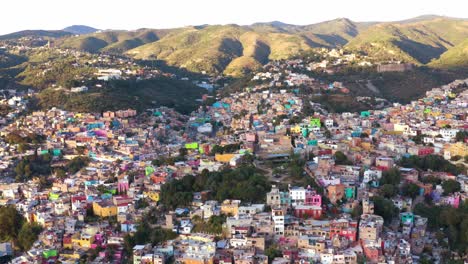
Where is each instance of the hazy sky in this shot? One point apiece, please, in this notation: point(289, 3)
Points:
point(132, 14)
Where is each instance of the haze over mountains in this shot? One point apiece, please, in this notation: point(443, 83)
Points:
point(430, 40)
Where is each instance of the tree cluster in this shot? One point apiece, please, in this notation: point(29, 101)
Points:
point(15, 229)
point(244, 183)
point(430, 162)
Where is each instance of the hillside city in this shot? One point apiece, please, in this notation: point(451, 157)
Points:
point(111, 158)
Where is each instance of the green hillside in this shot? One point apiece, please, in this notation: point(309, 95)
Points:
point(456, 57)
point(122, 94)
point(36, 33)
point(236, 50)
point(214, 49)
point(116, 41)
point(418, 42)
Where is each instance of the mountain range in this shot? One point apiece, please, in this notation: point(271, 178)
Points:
point(435, 41)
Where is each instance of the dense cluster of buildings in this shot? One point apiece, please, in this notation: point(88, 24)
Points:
point(333, 220)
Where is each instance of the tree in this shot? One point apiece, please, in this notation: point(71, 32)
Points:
point(11, 222)
point(357, 211)
point(28, 235)
point(272, 252)
point(341, 158)
point(451, 186)
point(387, 190)
point(391, 176)
point(411, 190)
point(384, 208)
point(461, 136)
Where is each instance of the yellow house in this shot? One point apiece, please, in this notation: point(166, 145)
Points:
point(458, 149)
point(70, 255)
point(230, 207)
point(296, 129)
point(82, 240)
point(225, 158)
point(187, 260)
point(154, 196)
point(104, 209)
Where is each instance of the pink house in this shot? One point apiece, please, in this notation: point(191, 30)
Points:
point(453, 200)
point(312, 198)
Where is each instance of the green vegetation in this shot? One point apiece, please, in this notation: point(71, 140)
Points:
point(417, 42)
point(230, 148)
point(62, 71)
point(452, 221)
point(33, 166)
point(72, 166)
point(453, 58)
point(123, 94)
point(147, 232)
point(451, 186)
point(385, 208)
point(461, 136)
point(411, 190)
point(273, 252)
point(28, 235)
point(342, 159)
point(391, 176)
point(15, 229)
point(388, 190)
point(214, 225)
point(114, 41)
point(431, 162)
point(244, 183)
point(16, 137)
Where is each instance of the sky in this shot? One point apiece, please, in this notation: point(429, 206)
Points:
point(133, 14)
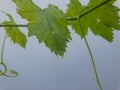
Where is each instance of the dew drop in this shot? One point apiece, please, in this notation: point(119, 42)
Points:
point(60, 57)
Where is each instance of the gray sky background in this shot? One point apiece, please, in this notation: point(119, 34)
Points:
point(39, 69)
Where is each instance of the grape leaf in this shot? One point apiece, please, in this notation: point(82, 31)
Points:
point(101, 16)
point(49, 25)
point(14, 33)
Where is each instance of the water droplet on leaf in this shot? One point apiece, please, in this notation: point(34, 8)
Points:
point(61, 57)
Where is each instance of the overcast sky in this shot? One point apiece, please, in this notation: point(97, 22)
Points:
point(39, 69)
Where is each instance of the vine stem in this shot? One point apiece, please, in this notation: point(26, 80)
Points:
point(3, 45)
point(14, 25)
point(91, 56)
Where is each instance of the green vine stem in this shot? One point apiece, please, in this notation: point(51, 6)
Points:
point(91, 56)
point(3, 71)
point(12, 25)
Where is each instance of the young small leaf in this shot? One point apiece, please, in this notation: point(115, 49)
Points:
point(14, 33)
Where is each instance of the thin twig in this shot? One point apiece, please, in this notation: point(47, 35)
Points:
point(91, 56)
point(88, 11)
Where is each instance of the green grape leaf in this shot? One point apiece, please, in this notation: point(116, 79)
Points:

WHAT IS REQUIRED: Repeat every line of the material above verbatim, but omit the pictures.

TASK SOLUTION:
Where is each instance of the hazy sky in this shot? One point apiece, please, in this notation: point(289, 3)
Points:
point(132, 14)
Where is each instance of the haze over mountains in this shot? One point apiece, please, in this notation: point(443, 83)
Points:
point(430, 40)
Where is each instance of the tree cluster in this shot? One point apiece, please, in this notation: point(29, 101)
Points:
point(15, 229)
point(244, 183)
point(430, 162)
Where is each instance of the hillside city in this shot? One point apiece, please, in this notation: point(451, 157)
Points:
point(111, 158)
Where is each instance of the green hillside in this shot? One point apiece, please, in this notation: point(309, 95)
Points:
point(456, 57)
point(122, 94)
point(36, 33)
point(236, 50)
point(214, 49)
point(116, 41)
point(418, 42)
Where is each instance of the mountain range in this shot? One point apiece, please, in this notation: point(271, 178)
Points:
point(435, 41)
Where is each instance of the dense cluster of buildings in this shot? One point apiece, please, in this notation: point(88, 24)
Points:
point(333, 220)
Where is each instance of the tree in this shot? One point apiece, please, in this notation: point(71, 32)
Points:
point(11, 222)
point(357, 211)
point(28, 235)
point(272, 252)
point(341, 158)
point(451, 186)
point(387, 190)
point(391, 176)
point(411, 190)
point(384, 208)
point(461, 136)
Where is each instance of the yellow house in this shot? One point apiece, please, in this notation: point(166, 145)
Points:
point(458, 149)
point(70, 255)
point(230, 207)
point(296, 129)
point(82, 240)
point(225, 158)
point(187, 260)
point(154, 196)
point(104, 209)
Where is each instance of the pink house in this shot? One point apiece, please, in this notation: point(191, 30)
Points:
point(453, 200)
point(312, 198)
Where is each instance of the green vegetation in this shot? One point apiece, please, in this notation: point(71, 140)
Points:
point(417, 42)
point(230, 148)
point(62, 71)
point(452, 221)
point(33, 166)
point(72, 166)
point(453, 58)
point(123, 94)
point(147, 232)
point(451, 186)
point(385, 208)
point(461, 136)
point(411, 190)
point(273, 252)
point(28, 235)
point(342, 159)
point(391, 176)
point(15, 229)
point(388, 190)
point(214, 225)
point(114, 41)
point(431, 162)
point(244, 183)
point(16, 137)
Where is each instance of the sky in this shot? One point apiece, please, in this notation: point(429, 206)
Points:
point(133, 14)
Where is each instance of the dew drop in this shot? One point apiece, please, in this notation: point(119, 42)
Points:
point(60, 57)
Where is each instance of the gray sky background in this shot? One point apiece, please, in this notation: point(119, 34)
Points:
point(39, 69)
Where is each instance of the grape leaf in this shot? One point apiece, please, in this notation: point(82, 31)
Points:
point(101, 16)
point(49, 25)
point(14, 33)
Where is each instance of the water droplet on leaf in this shot? One point apiece, please, in this notation: point(34, 8)
Points:
point(61, 57)
Where is each instance of the overcast sky in this shot? One point apiece, please, in this notation: point(97, 22)
Points:
point(39, 69)
Where is each instance of the vine stem in this shot? One point apiece, please, in this notation: point(26, 80)
Points:
point(3, 45)
point(14, 25)
point(91, 56)
Where is each instance of the green vine stem in this shot? One point apiece, please, in this notation: point(51, 6)
Points:
point(91, 56)
point(3, 71)
point(12, 25)
Where is each instance of the young small leaf in this shot? One point apiece, please, in this notation: point(115, 49)
Points:
point(14, 33)
Where is each instance of the thin twig in this shot? One point apiece, please, in this notation: point(47, 35)
Points:
point(91, 56)
point(88, 11)
Where is each instance of the green grape leaf in this shot? One point apiece, please, in this notation: point(116, 79)
Points:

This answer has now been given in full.